:: 주어진 문제 ::
아래 데이터에서 "weathered"라는 단어가 포함된 줄을 모두 찾아 한 줄도 빠짐없이 보고하십시오. 대소문자는 구분합니다.

:: 레이블이 지정된 객체 포인팅 항목 ::
━━━━━━━━━━━━━━━━━━━━

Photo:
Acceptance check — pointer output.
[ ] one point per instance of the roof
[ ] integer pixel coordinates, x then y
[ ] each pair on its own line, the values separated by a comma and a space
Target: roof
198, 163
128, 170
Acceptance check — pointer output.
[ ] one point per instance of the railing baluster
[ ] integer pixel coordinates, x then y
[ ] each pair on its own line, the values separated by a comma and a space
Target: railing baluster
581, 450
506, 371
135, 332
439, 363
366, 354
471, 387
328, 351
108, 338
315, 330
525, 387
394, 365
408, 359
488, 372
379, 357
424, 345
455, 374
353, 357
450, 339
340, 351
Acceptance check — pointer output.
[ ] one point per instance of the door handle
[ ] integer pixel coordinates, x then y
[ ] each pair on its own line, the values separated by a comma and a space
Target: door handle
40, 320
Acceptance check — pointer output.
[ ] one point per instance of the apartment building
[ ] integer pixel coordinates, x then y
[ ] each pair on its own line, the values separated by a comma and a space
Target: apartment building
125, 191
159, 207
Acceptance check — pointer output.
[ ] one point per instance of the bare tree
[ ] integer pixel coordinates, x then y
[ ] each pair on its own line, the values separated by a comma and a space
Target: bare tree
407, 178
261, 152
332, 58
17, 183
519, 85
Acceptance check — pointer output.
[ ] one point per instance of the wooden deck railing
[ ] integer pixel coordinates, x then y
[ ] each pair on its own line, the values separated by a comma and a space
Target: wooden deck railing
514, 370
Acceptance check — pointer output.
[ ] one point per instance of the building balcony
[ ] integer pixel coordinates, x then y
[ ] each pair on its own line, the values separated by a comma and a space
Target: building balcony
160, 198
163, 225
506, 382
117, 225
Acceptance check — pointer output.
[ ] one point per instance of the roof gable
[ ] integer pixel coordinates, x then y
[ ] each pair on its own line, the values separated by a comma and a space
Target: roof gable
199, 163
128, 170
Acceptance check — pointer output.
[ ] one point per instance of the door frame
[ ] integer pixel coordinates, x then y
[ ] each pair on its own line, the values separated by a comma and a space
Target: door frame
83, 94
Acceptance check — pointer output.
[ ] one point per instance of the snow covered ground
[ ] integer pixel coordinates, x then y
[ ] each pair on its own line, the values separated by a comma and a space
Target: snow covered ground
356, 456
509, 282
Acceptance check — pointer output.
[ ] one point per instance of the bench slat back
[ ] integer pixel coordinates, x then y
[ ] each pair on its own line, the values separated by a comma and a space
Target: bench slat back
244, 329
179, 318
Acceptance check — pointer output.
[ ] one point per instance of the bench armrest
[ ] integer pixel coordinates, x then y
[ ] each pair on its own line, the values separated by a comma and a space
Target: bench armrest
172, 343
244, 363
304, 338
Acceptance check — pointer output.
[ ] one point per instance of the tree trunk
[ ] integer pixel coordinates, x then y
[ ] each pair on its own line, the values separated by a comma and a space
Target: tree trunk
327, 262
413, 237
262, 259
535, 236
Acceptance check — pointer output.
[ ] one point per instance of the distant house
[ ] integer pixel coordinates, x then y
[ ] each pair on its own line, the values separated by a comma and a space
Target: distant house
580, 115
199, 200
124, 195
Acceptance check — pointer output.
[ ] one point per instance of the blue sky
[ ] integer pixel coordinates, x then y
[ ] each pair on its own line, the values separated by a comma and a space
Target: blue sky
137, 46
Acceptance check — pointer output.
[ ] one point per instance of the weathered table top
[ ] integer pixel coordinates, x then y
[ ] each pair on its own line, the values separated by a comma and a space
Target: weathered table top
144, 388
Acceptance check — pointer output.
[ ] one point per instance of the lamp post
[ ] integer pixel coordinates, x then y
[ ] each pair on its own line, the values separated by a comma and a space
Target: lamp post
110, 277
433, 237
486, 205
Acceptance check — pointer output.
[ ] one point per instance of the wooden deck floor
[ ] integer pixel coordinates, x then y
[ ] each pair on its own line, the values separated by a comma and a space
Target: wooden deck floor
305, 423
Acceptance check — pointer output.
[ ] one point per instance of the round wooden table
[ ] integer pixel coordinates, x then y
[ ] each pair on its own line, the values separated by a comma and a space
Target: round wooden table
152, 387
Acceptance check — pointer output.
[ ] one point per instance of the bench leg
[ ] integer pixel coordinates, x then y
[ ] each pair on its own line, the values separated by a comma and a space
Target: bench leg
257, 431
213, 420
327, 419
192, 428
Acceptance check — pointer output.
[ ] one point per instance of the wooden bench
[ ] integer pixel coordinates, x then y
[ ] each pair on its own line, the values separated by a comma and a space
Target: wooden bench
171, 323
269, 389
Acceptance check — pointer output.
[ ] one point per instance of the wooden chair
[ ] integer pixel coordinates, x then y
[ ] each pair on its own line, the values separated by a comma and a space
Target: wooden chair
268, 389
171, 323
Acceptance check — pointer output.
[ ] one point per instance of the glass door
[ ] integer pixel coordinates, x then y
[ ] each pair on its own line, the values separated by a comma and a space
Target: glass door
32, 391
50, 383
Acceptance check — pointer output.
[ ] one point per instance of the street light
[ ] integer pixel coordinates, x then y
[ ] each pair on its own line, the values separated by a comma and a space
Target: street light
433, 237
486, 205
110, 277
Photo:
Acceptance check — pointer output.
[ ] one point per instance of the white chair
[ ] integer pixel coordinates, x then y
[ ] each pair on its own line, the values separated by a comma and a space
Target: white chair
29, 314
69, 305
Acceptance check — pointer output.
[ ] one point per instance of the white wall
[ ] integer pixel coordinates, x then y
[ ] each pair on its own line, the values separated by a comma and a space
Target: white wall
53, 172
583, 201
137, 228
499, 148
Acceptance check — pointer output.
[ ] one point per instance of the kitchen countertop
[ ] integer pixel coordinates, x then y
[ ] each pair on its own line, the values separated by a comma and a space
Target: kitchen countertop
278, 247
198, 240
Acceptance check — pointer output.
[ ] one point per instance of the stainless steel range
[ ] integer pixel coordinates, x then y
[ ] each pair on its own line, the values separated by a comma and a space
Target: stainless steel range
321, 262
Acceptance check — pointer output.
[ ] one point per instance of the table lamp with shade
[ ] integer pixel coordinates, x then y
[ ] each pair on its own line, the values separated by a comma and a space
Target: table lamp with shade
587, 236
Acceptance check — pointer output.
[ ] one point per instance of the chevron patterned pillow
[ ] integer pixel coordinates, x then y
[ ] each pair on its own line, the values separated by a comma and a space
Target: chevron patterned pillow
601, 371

━━━━━━━━━━━━━━━━━━━━

:: 정답 ::
[ ] one point per instance of the weathered table top
Target: weathered table top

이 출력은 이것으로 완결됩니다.